▶ Stated goal a
In the rows below, take the lines from the line with "Put a pin on every instance of the wet" up to and including the line with "x=1264 y=732", and give only those lines again with "wet sand" swapped for "damp sand", leaving everything else unchanged.

________

It will be appreciated that the techniques described herein may provide an improved methodology for generating closely spaced laser beams, compared to other possible techniques such as those that necessitate polarizers, resulting in significant energy loss, or which utilize complex and costly precision timing equipment that does not permit both laser beams to be simultaneously active. The disclosed techniques can generate parallel, simultaneously active, laser beams at separation distances smaller than the beamwidth of the laser beams. These closely spaced laser beams may be used in a wide variety of laser illumination systems including motion compensation systems for autonomous subsurface object detection systems. Other applications will be apparent.

As will be further appreciated, the phrase “parallel to” as used herein does not necessitate a perfectly in-perpetuity parallel relationship between the spaced laser beams. Rather, the beams are sufficiently parallel for the application at hand, meaning that the beams maintain the closely spaced relationship for the beam travel distance of interest for the given application, without intersecting or diverging to an out-of-spec separation distance. While such closely spaced beams may be sufficiently parallel for the given application and the travel distances involved, the beams may eventually intersect or diverge to a spacing that is out of spec for the given application, if allowed to travel greater distances.

System Architecture

FIG. 1 illustrates an application of a laser illumination system 120 employing closely spaced beams, configured in accordance with certain embodiments of the present disclosure. The application in this example is a subsurface object detector 110, which may be used to detect mines or other buried objects of interest. As shown in this example, the subsurface object detector 110 is integrated with an autonomous mobile vehicle 150 which employs closely spaced divergent laser beams 130, 140 for motion compensation. The motion compensation may be performed using any suitable techniques in light of the present disclosure. Laser illumination system 120 is configured to generate the closely spaced divergent laser beams 130, 140, as will be explained in greater detail below. It will be appreciated that the subsurface object detector 110 is provided as one example use of the laser illumination system 120, and that other applications will be apparent.

FIG. 2 is a schematic diagram of the laser illumination system 120 employing closely spaced beam, configured in accordance with certain embodiments of the present disclosure. The laser illumination system 120 is shown to include a first laser source 210, a second laser source 220, a laser beam combiner 230, and diverging optics 240.

________

▶ Stated goal b
Carry on the passage about closely spaced laser beams from the point where it stops.

________

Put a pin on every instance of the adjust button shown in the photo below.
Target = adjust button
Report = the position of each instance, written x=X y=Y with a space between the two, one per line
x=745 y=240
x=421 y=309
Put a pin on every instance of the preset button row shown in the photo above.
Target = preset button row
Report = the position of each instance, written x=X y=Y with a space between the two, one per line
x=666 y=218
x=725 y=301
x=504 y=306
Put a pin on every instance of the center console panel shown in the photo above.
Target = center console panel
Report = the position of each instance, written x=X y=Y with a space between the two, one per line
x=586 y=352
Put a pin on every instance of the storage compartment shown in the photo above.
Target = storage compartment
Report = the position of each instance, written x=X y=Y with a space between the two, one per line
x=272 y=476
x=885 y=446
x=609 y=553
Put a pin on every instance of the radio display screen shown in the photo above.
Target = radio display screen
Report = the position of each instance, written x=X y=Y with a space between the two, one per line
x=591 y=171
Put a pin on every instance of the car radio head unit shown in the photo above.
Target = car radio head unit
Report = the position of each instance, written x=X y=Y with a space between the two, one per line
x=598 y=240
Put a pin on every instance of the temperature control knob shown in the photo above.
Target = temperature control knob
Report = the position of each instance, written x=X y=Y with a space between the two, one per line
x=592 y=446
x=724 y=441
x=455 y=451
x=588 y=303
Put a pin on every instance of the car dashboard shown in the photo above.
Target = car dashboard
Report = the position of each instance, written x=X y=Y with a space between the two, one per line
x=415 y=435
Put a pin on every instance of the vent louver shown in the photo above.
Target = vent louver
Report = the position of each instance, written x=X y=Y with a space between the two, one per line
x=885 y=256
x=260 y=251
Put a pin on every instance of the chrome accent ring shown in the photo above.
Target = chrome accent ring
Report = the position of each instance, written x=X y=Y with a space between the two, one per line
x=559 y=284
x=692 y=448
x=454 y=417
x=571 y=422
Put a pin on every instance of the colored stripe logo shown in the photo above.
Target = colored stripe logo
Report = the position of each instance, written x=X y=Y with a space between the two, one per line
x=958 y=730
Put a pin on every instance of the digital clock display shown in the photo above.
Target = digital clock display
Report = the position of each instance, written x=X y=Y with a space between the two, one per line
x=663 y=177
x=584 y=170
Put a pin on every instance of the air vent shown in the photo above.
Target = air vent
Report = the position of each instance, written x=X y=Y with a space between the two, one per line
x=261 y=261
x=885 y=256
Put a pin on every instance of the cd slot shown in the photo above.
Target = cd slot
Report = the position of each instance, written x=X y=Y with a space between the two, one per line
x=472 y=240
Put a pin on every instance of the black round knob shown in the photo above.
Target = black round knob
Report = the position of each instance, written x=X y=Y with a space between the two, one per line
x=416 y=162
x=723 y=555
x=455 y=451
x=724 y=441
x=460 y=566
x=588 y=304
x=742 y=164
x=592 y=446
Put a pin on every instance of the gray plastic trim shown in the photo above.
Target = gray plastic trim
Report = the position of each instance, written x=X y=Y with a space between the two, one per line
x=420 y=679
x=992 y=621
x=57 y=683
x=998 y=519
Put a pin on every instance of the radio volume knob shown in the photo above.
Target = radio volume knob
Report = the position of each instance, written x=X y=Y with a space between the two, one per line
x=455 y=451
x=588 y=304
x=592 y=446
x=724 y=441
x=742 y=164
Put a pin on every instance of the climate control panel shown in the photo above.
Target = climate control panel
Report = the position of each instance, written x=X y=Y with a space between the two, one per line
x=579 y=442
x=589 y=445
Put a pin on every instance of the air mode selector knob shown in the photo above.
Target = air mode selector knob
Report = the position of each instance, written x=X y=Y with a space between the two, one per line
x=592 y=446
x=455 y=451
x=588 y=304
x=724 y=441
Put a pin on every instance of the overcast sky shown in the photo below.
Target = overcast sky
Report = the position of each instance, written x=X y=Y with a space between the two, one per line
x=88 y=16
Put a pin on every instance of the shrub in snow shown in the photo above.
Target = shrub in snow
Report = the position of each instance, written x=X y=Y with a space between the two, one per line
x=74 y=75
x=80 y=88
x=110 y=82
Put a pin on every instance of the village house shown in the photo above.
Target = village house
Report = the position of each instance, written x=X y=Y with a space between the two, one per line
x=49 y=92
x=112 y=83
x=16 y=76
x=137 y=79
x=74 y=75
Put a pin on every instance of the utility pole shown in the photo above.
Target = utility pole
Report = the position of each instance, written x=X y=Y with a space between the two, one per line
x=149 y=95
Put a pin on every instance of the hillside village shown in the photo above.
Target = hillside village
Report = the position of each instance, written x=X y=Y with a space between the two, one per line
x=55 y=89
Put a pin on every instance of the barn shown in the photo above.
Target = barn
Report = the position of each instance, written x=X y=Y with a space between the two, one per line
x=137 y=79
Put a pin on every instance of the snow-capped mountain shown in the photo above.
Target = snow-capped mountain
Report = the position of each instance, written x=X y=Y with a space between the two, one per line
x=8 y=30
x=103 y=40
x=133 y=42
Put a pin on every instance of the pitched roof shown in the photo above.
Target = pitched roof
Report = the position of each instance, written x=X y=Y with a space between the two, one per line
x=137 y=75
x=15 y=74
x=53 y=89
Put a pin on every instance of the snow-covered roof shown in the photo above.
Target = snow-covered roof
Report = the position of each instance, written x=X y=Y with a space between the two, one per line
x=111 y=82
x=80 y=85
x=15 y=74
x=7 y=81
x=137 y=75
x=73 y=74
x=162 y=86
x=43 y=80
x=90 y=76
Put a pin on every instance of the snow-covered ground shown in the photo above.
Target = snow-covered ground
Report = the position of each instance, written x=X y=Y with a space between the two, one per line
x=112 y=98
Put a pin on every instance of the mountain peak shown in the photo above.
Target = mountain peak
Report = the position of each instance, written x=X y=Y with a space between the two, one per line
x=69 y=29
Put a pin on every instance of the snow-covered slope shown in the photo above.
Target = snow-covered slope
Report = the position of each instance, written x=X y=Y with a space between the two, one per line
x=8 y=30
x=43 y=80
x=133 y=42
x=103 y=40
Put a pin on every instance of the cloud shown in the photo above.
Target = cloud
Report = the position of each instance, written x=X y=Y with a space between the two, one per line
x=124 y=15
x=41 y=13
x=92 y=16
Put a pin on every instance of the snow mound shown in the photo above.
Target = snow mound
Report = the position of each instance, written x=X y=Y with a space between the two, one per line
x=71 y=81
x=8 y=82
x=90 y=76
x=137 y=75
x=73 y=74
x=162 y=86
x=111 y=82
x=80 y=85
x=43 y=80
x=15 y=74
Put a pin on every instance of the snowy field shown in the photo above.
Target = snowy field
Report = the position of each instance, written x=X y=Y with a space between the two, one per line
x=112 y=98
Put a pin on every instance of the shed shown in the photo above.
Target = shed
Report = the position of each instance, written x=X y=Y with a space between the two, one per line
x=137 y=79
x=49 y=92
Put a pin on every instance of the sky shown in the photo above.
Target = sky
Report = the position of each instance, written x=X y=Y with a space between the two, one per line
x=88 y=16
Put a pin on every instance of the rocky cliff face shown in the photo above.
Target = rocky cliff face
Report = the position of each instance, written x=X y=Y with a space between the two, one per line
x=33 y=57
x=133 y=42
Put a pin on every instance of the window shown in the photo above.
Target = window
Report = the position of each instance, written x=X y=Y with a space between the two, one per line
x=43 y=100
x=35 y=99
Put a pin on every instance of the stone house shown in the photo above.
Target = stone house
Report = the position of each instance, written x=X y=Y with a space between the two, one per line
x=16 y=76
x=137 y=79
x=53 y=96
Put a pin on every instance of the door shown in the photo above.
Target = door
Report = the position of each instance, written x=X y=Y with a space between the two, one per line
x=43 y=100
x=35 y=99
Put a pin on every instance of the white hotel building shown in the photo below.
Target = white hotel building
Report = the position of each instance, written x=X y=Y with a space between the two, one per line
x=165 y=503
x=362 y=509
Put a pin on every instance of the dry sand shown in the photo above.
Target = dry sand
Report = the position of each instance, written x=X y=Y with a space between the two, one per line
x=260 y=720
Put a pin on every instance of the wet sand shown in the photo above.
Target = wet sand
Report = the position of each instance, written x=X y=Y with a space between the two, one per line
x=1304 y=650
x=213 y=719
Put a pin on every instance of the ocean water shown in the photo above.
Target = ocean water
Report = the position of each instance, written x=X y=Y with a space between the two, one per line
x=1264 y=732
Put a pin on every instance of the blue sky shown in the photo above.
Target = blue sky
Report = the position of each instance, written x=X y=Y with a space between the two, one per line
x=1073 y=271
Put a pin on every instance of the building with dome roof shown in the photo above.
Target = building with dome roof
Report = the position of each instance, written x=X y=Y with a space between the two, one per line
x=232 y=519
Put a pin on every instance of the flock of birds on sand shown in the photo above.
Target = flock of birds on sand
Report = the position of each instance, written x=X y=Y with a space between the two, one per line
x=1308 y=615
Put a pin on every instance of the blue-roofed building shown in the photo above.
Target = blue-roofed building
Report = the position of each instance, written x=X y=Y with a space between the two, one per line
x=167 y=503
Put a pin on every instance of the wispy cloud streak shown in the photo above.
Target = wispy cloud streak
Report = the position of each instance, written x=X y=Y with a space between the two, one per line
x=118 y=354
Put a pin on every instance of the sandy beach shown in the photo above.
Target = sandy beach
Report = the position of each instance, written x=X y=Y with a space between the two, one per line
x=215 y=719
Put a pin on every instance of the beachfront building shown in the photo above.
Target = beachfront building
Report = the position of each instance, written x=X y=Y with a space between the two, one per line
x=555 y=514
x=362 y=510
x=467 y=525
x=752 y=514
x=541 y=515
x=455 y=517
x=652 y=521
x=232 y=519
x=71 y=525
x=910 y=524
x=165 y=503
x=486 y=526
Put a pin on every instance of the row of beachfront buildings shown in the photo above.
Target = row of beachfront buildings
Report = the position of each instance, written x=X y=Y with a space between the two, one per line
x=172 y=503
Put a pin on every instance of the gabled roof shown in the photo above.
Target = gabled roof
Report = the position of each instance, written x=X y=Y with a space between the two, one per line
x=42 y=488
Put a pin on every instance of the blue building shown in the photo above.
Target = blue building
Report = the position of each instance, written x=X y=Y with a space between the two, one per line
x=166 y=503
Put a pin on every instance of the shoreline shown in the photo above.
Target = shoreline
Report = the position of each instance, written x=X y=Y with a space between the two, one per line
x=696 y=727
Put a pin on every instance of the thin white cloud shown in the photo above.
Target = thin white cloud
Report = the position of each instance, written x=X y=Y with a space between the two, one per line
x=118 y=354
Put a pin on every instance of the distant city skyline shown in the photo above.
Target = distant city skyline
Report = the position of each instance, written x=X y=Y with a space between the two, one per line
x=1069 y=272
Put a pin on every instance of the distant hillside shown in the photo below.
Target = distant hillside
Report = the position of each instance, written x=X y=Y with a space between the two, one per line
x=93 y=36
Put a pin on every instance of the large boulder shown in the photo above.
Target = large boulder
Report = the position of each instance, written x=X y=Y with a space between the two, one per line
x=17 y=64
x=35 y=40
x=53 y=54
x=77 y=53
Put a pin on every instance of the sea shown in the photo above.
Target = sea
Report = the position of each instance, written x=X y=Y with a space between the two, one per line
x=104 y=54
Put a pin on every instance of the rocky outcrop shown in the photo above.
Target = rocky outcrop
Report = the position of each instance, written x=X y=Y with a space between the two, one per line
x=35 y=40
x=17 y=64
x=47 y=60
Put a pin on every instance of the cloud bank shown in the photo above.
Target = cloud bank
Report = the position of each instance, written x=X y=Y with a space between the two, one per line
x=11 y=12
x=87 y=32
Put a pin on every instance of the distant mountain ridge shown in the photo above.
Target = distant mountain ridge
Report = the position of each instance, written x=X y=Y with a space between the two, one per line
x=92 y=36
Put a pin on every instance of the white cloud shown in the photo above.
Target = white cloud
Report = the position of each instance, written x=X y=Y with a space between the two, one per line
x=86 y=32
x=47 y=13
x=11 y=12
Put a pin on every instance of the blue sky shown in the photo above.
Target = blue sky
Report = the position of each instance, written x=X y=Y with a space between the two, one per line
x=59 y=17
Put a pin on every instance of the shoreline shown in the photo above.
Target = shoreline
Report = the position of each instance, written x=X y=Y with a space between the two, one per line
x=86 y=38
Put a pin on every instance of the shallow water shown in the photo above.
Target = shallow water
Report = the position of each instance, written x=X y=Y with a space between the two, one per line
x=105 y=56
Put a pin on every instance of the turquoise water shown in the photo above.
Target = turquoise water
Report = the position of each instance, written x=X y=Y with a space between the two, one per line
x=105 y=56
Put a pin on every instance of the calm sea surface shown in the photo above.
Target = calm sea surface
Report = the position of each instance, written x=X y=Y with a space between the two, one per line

________

▶ Output a
Put a pin on every instance of the damp sand shown in the photo above.
Target = damp sand
Report = the position of each instance, written x=X y=Y with a space between the two, one per line
x=1304 y=650
x=213 y=719
Put a pin on every instance of the ocean water shown in the photo above.
Target = ocean water
Report = the position of each instance, written x=X y=Y with a space between the two, one per line
x=1264 y=732

▶ Output b
The first and second laser sources 210, 220 are configured to generate first and second laser beams 215, 225 respectively. The laser beams 215 and 225 may be of any desired wavelength, power, and beamwidth, as required for any given application. The positions and orientation angles of laser sources 210 and/or 220 may be adjusted relative to the optical components of laser beam combiner 230, as will be described below. As such, the angles of arrival of laser beams 215 and/or 225 into the optical components of laser beam combiner 230 (as well as the locations of entry) may be controlled. In general, laser beams 215 and 225 may be relatively widely separated to accommodate the limitations imposed by the physical dimensions of the laser sources 210, 220 and associated optics.

Laser beam combiner 230 is configured to adjust the input laser beams 215, 225 to generate closely spaced laser beams 235, as will be described below. In some embodiments, “close” spacing is a separation between the laser beams that is equal to or less than the diameter of the laser beams.

Diverging optics 240 are configured to diverge the closely spaced laser beams 235 into a cone or wedge-shaped beam that spreads out over distance, as illustrated by first and second divergent laser beams 130 and 140. In some embodiments, the divergence is in the range of 15 to 35 degrees. The divergent laser beams 130, 140 illuminate surface areas that may overlap by a selected percentage. In some embodiments, the illuminated surface areas may have a first dimension (e.g., length) in the range of 0.5 meters to 1.0 meters and a second dimension (e.g., width) in the range of 1.0 meters to 2.0 meters.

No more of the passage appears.